À l’aide des données tirées de la cohorte de naissance de l’Étude longitudinale du développement des enfants du Québec (ELDEQ; description fournie plus loin), nous avons exploré l’association entre, d’une part, l’accès à un écran dans la chambre à coucher à la fin de l’enfance et, d’autre part, l’adaptation scolaire et sociale au cours de la dernière année d’études secondaires. Concrètement, nous avons tenté de déterminer si le fait d’avoir une télévision ou un ordinateur dans sa chambre à 12 ans est un indicateur de l’adaptation scolaire et sociale autodéclarée à 17 ans. Pour ce faire, nous avons tenu compte des caractéristiques individuelles et familiales préexistantes susceptibles de fausser les éventuelles associations, en particulier l’utilisation globale des écrans à 12 ans. Les garçons et les filles ont été étudiés séparément dans nos analyses. Nous nous attendions à ce que l’absence d’écrans dans la chambre soit un facteur prédictif d’épanouissement scolaire et social.

Méthodologie

Participants 

L’ELDEQNote de bas de page * est coordonnée par l’Institut de la statistique du Québec et elle s’appuie sur un échantillon stratifié aléatoire de 2 817 nourrissons nés entre 1997 et 1998 au Québec (Canada). L’objectif principal de l’ELDEQ était de fournir des données sur le développement typique des enfants.

Les enfants ont été sélectionnés à partir du registre des naissances de la province. Parmi les enfants sélectionnés à l’origine, 697 ont été jugés inadmissibles pour l’une des raisons suivantes : être un jumeau; être un membre inscrit des Premières Nations; n’avoir pu être joint (dans la plupart des cas, les coordonnées étaient erronées) et avoir refusé de participer à l’étude. L’échantillon de référence, qui représentait 75 % de la population cible admissible, était formé de 2 120 nourrissons, qui ont fait l’objet d’un suivi annuel tout au long de leur enfance, à compter de l’âge de 5 mois. Parmi eux, 39 % étaient des premiers-nés.

Lors de chaque suivi, les parents, les enseignants et les enfants (selon le cas) ont donné leur consentement éclairé. Les participants ont été inclus dans cette étude si l’enfant avait indiqué, lors de l’enquête de 2010, s’il avait une télévision ou un ordinateur dans sa chambre à 12 ans (n = 1 347 sur 2 120). Les données relatives à la variable indépendante ont été recueillies auprès de 661 filles et de 686 garçons, formant ainsi notre sous-échantillon pour l’analyse. Les variables dépendantes, fondées sur la qualité et la disponibilité, ont été mesurées à 17 ans. 

Mesures

Variable indépendante : présence d’une télévision ou d’un ordinateur dans la chambre à coucher au début de l’adolescence (à 12 ans) 

On a demandé aux participants, à l’aide de deux questions, s’ils avaient (1) une télévision et (2) un ordinateur dans leur chambre. Une analyse exploratoire a permis de constater que les deux variables avaient des effets similaires sur les résultats psychosociaux. Par conséquent, nous avons combiné les réponses aux deux questions pour créer une variable prenant la valeur de 0 lorsque le participant avait répondu « non » aux deux questions (pourcentage valide : 54,2) et la valeur de 1 lorsque le participant avait répondu « oui » à au moins une des deux questions (pourcentage valide : 45,8).

### TRAVAIL DEMANDÉ
a) Dans le texte sur les écrans dans la chambre des jeunes, relevez toutes les raisons pour lesquelles des enfants sélectionnés à l'origine ont été jugés inadmissibles.
b) Prolongez le texte sur les écrans dans la chambre des jeunes en reprenant juste après sa dernière phrase.

(Entrées sauvegardées)
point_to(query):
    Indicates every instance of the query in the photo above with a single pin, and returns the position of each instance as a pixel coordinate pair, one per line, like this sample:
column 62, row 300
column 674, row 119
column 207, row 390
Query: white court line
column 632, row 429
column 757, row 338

### RÉPONSES
a)
- Être un jumeau
- Être un membre inscrit des Premières Nations
- N'avoir pu être joint (dans la plupart des cas, les coordonnées étaient erronées)
- Avoir refusé de participer à l'étude

b)
Variables dépendantes : indicateurs de réussite scolaire et de relations positives (à 17 ans) 

Notes globales

Au printemps de l’année scolaire, on a questionné les participants sur leur moyenne générale dans toutes les matières enseignées depuis le début de l’année. Il s’agit là d’une variable discrète, avec une fourchette de valeur de 0 à 100 en fonction de la réponse du participant. 

Risque de décrochage scolaire

Nous avons utilisé une variable fondée sur la typologie des décrocheurs potentiels décrite par Fitzpatrick et ses collaborateursNote de bas de page 19, qui comporte sept questions : plus le score est élevé, plus le risque de décrochage scolaire est grand. Les questions visaient à évaluer le retard, le rendement et l’engagement scolaires : (1) Au cours de cette année, quelles sont tes notes (ta moyenne) en français? (2) Au cours de cette année, quelles sont tes notes (ta moyenne) en mathématiques? (3) As-tu déjà doublé une année scolaire? (4) Aimes-tu l’école? (5) En pensant à tes notes, comment te classes-tu par rapport aux autres élèves de ton école qui ont ton âge? (6) Jusqu’à quel point est-ce important pour toi d’obtenir de bonnes notes? (7) Quel est le plus haut niveau de scolarité que tu désires atteindre?

La variable originale comprenait également une catégorie à part pour les jeunes qui n’avaient pas fréquenté l’école au cours de l’année scolaire (compte tenu de l’âge des jeunes faisant partie de la cohorte, il était impossible qu’un participant ait déjà atteint plus que le niveau de cinquième et dernière année du secondaire au Québec). À partir de cette variable, nous en avons créé une nouvelle à trois catégories : 0 pour en dessous de la médiane, 1 pour au-dessus de la médiane et 2 pour décrocheur réel (n’a pas fréquenté l’école au cours de l’année).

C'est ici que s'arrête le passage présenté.